- [PROBLEM DESCRIPTION] For the records below, output word for word the lines from the one with "Where can you spot the green" up to and including the one with "Where can you spot the lower". No pictures.

- [EXTRACTED MATERIAL]

━━━━━━━━━━━━━━━━

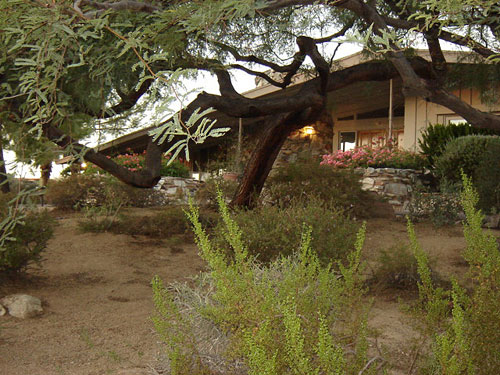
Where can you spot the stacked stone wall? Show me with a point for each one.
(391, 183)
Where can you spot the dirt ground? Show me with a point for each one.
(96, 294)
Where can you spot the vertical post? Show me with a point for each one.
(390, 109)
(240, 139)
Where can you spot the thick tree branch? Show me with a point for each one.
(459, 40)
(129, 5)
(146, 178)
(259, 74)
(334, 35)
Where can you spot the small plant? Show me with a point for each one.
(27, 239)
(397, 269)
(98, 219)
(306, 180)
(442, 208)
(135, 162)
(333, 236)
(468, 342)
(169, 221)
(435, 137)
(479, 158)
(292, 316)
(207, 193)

━━━━━━━━━━━━━━━━

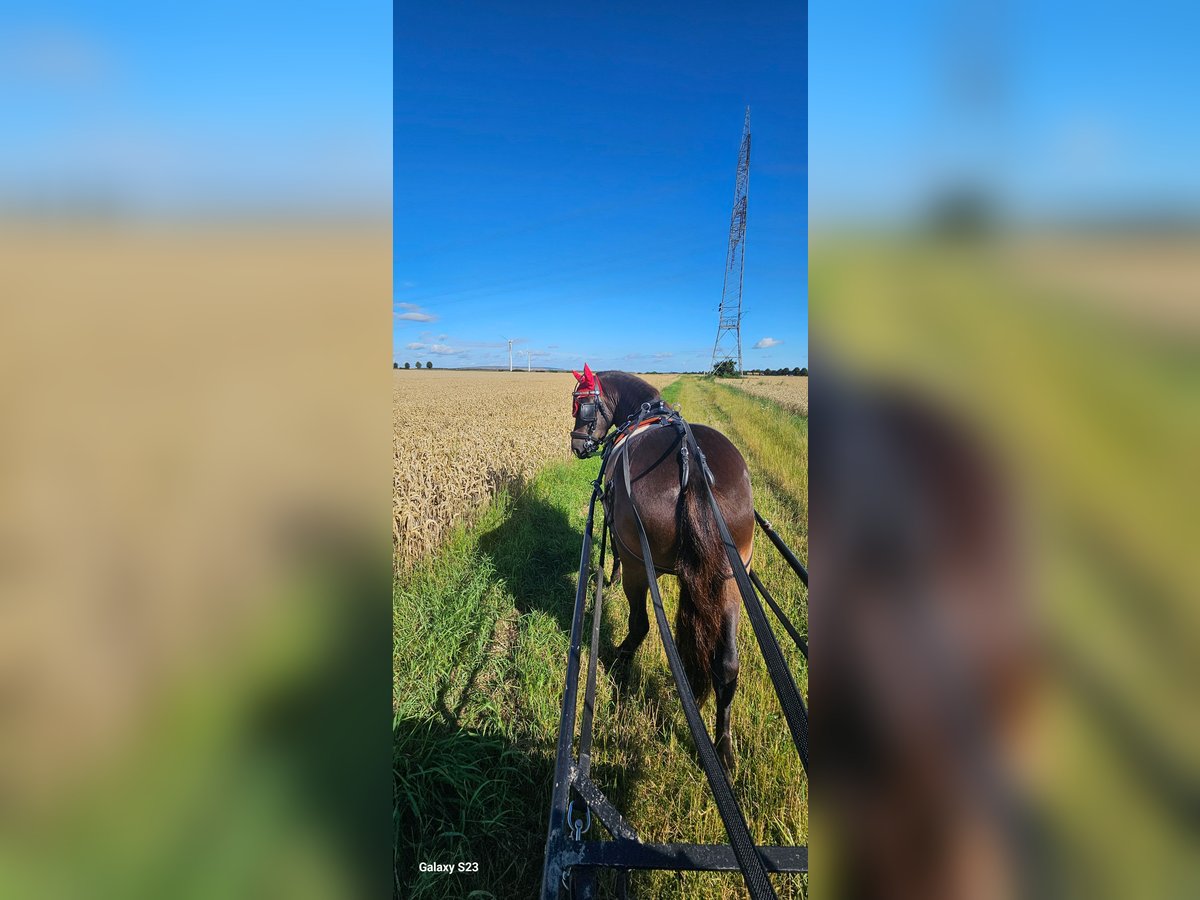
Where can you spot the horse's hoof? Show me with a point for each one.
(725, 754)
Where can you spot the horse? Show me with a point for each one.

━━━━━━━━━━━━━━━━

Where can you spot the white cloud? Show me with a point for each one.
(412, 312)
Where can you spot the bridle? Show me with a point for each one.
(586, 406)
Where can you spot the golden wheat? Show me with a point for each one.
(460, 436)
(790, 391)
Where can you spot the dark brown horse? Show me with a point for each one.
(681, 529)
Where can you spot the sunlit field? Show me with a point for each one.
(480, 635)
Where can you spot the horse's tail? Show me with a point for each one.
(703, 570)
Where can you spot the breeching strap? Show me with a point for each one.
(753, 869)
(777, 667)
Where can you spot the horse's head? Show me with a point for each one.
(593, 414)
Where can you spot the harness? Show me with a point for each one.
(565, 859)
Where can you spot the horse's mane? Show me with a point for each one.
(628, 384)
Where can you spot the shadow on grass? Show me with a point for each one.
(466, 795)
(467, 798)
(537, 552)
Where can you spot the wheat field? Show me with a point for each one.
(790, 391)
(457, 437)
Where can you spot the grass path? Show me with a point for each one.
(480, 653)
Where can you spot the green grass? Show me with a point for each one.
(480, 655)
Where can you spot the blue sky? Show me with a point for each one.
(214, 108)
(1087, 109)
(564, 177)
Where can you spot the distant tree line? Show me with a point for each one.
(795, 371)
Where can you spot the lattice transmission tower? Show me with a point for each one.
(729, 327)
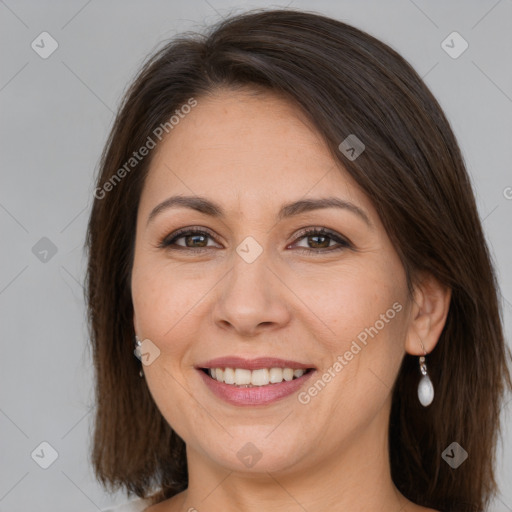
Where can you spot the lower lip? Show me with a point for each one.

━━━━━━━━━━━━━━━━

- [EXERCISE SOLUTION]
Where can you spot the green grass? Show me with a point for each one.
(480, 655)
Where can you spot the blue sky? Show me with a point for each one.
(214, 108)
(1087, 109)
(564, 177)
Where can you spot the distant tree line? Show me with a point for each one.
(795, 371)
Where can you spot the lattice transmission tower? Show me with a point for each one.
(729, 327)
Where can you spot the lower lip? Show me with a point for each one.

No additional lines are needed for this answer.